#### Requirements:
Reproduce the material below line for line, without changing anything.

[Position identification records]
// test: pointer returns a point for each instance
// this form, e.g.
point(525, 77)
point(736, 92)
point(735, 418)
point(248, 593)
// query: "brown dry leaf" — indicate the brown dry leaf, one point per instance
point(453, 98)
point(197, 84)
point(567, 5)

#### Response to the task:
// test: pointer returns a point for each instance
// this form, e.g.
point(525, 77)
point(736, 92)
point(735, 418)
point(248, 593)
// query: "brown dry leaf" — indicate the brown dry leaf, one point per instance
point(453, 98)
point(197, 84)
point(567, 5)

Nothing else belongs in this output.